START Records to process

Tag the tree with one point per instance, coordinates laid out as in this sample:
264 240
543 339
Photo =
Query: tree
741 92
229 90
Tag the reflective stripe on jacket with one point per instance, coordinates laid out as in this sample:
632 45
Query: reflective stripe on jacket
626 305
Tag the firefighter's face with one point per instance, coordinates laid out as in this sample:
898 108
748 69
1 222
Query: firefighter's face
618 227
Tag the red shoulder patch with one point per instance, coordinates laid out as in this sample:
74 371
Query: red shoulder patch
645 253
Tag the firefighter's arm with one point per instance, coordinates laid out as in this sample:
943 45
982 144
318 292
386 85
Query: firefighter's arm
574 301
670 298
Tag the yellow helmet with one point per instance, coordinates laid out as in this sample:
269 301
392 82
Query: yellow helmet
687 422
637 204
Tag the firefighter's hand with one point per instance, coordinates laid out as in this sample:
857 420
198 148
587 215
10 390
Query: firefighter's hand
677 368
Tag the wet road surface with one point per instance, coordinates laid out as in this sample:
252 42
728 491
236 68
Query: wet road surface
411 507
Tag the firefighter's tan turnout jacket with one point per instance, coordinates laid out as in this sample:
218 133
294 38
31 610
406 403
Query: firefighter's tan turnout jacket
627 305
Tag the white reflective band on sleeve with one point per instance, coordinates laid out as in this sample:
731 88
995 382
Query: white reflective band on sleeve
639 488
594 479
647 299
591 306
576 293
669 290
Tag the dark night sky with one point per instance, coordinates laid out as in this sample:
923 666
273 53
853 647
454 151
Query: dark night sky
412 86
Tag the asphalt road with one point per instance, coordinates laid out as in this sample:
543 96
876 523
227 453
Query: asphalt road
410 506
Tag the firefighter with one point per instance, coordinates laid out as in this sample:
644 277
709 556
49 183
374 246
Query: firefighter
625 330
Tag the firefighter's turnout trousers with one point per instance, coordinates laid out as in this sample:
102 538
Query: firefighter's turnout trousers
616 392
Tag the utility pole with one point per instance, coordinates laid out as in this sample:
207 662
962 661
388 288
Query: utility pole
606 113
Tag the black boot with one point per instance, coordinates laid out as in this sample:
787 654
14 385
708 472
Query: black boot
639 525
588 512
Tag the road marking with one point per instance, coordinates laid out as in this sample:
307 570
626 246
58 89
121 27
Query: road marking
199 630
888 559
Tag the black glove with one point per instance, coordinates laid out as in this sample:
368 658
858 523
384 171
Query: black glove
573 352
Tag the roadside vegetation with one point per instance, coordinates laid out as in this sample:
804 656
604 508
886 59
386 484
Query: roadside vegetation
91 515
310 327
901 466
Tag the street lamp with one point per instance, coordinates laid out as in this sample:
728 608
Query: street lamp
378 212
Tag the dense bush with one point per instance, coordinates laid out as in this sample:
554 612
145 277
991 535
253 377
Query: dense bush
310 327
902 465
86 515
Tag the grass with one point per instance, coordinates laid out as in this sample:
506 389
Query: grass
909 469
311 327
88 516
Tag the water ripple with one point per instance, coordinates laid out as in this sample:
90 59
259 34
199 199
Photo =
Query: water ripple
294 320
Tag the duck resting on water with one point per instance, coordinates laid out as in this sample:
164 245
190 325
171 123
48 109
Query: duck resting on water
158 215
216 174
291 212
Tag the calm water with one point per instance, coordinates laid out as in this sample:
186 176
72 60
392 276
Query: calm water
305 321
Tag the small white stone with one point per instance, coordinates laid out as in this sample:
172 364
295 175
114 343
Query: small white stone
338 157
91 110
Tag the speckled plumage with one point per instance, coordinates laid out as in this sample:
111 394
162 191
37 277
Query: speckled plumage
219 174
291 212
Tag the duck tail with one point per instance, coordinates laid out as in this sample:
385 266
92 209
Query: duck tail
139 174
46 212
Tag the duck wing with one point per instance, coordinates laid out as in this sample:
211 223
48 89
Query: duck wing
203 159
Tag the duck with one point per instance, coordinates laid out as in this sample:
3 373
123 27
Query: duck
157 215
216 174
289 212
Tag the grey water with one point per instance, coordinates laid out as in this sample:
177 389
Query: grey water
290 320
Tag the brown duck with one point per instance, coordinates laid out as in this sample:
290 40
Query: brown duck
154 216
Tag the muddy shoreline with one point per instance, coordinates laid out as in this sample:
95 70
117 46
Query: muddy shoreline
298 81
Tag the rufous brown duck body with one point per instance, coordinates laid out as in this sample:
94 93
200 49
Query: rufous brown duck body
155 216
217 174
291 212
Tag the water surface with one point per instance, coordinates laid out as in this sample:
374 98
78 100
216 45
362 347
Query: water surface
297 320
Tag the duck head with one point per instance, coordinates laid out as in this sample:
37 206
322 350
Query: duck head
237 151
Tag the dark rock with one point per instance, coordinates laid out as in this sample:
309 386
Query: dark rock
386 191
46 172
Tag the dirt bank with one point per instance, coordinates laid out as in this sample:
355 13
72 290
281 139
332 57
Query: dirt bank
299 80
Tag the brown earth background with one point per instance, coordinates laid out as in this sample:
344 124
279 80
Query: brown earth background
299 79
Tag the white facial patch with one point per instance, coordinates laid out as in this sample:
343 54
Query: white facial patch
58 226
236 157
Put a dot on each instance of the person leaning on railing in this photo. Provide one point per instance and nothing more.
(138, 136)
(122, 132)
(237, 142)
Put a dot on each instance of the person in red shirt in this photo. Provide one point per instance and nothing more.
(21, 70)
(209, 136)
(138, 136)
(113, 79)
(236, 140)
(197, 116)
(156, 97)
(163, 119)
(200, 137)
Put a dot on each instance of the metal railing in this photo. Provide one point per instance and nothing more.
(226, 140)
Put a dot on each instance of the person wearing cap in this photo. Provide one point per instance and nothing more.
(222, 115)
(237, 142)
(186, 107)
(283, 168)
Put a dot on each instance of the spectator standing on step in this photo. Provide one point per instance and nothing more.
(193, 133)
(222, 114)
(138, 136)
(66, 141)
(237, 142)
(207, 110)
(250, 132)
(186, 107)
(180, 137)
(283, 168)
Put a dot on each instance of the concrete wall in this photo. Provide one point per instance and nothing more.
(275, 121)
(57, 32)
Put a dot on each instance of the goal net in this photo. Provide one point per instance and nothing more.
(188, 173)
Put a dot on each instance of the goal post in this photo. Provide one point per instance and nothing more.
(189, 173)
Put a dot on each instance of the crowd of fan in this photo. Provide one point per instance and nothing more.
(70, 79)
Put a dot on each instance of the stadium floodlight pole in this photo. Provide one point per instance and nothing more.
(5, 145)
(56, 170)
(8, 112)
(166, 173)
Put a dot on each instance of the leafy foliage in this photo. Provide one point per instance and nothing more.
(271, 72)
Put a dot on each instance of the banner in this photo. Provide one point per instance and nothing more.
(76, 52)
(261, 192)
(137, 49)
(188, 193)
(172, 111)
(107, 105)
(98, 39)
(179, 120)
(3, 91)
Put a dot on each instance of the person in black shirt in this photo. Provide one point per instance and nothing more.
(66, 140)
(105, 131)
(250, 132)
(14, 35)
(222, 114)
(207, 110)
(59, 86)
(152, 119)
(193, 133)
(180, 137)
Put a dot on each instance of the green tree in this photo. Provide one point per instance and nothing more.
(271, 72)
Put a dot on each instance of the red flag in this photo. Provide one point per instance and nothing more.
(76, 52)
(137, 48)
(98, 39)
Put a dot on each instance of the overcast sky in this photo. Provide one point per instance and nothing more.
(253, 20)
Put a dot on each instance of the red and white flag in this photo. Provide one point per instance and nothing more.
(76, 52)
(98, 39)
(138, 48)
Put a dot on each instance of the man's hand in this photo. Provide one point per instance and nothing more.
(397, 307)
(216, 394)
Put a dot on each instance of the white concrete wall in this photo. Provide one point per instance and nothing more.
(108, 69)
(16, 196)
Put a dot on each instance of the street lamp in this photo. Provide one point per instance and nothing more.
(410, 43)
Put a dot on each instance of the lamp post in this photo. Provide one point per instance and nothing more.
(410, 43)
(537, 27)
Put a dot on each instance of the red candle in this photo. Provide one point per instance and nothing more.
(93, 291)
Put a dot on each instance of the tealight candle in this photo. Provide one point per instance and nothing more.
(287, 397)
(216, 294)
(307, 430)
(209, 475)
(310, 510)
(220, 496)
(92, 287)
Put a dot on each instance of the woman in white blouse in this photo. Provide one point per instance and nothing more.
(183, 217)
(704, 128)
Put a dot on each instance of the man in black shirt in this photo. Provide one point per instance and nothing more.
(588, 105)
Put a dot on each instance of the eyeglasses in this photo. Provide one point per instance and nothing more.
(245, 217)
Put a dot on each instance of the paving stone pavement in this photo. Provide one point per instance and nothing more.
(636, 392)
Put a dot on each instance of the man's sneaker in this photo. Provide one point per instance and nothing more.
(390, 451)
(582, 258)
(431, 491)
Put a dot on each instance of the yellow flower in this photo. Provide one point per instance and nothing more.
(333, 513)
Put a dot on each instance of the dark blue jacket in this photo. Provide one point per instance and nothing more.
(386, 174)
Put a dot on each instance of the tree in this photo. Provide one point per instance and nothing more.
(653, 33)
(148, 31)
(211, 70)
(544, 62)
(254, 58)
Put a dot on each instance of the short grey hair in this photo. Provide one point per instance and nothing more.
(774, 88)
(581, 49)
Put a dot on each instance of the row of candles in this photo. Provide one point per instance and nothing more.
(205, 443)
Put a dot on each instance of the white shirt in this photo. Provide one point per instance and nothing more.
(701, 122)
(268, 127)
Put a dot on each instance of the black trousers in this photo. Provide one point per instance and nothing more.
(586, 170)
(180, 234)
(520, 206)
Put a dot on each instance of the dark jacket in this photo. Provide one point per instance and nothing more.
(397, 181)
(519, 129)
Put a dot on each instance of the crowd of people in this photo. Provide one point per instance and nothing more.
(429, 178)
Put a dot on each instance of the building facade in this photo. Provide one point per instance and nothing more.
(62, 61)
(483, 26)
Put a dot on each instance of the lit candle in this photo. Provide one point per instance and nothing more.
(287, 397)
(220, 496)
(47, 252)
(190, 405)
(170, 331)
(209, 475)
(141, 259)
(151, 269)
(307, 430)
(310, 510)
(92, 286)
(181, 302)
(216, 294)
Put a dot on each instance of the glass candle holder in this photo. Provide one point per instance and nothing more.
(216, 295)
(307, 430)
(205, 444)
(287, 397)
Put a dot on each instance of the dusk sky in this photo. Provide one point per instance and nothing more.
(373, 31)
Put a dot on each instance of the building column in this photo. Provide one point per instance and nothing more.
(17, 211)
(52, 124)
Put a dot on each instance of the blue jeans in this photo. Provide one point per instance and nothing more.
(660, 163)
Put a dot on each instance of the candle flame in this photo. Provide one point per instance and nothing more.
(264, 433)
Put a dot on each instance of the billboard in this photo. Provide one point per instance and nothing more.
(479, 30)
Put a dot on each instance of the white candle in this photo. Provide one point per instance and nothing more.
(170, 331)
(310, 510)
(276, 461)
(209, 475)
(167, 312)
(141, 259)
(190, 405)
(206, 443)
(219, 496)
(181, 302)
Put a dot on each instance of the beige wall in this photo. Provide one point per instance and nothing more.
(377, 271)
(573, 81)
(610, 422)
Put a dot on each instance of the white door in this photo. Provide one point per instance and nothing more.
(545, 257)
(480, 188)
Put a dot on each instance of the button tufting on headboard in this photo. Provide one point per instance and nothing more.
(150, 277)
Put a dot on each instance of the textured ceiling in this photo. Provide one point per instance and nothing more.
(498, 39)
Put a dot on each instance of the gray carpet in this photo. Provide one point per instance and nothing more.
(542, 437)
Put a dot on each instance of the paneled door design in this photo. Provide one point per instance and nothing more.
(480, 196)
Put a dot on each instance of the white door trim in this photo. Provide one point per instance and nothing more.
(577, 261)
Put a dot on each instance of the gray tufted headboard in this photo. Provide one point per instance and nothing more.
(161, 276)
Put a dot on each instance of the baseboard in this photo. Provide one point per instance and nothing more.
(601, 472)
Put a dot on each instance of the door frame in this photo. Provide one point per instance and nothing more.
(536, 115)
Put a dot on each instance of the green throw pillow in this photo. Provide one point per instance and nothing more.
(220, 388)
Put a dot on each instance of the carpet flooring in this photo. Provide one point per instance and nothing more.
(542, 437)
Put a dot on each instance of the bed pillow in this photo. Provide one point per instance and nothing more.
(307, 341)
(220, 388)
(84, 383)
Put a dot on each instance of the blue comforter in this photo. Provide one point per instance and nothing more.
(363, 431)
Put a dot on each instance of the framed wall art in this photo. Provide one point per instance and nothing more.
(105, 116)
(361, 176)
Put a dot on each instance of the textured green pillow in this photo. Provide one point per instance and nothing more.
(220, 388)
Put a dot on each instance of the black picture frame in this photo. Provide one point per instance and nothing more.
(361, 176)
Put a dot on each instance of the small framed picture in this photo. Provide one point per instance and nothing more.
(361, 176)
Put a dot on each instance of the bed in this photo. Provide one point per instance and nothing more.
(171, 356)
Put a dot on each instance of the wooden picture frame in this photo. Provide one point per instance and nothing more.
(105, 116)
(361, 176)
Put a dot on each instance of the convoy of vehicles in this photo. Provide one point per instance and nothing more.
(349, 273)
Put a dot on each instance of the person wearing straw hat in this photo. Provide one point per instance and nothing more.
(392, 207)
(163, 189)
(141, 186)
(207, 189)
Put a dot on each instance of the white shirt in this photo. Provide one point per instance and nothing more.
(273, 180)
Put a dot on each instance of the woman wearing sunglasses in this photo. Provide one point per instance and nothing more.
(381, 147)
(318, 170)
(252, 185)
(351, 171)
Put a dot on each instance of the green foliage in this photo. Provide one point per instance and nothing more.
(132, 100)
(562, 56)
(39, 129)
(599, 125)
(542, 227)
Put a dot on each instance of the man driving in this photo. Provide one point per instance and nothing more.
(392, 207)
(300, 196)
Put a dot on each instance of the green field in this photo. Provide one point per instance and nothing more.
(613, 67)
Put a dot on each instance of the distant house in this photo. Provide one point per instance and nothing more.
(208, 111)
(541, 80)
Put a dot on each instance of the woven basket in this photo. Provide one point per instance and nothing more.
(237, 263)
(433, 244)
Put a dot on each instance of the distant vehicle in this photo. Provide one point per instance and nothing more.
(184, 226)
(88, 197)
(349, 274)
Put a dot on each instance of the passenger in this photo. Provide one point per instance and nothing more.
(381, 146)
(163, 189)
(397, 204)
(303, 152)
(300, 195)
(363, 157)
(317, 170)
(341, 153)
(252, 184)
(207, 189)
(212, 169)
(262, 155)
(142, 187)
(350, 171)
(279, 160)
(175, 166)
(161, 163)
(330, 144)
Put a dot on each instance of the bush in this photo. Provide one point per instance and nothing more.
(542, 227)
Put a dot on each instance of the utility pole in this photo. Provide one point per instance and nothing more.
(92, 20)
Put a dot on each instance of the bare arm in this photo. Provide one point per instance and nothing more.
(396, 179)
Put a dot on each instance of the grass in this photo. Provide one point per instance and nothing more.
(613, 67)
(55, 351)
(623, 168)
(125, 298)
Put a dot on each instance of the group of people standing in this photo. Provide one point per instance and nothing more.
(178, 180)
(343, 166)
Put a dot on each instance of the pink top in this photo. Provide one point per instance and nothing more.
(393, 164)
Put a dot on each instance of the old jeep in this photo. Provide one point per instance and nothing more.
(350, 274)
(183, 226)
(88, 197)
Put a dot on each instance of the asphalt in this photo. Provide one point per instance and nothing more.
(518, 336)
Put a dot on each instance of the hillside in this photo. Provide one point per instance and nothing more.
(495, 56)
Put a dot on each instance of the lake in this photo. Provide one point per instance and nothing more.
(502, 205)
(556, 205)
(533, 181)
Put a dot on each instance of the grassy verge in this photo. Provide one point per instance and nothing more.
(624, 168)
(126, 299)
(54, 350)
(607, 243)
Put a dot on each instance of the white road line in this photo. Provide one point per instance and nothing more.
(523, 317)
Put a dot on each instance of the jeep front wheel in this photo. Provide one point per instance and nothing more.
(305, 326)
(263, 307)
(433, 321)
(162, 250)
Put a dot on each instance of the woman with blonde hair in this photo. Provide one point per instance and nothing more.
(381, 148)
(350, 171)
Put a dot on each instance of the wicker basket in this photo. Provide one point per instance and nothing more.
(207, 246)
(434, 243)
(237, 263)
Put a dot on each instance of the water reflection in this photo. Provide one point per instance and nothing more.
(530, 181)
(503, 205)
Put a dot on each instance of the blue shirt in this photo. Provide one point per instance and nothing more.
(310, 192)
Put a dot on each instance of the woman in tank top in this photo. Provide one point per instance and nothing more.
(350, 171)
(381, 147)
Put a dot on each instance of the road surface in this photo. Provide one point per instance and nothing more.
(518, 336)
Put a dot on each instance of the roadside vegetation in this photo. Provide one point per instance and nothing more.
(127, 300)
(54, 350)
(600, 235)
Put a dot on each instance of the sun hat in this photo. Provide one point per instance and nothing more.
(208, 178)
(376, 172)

END Records to process

(Exercise):
The answer must be the lines from the one containing "Put a dot on each instance of the sun" to the final line of the data above, copied exactly, both included, with nothing added.

(Written answer):
Put a dot on each instance of the sun hat in this photo. Provide one point per instance and nothing more.
(208, 178)
(376, 172)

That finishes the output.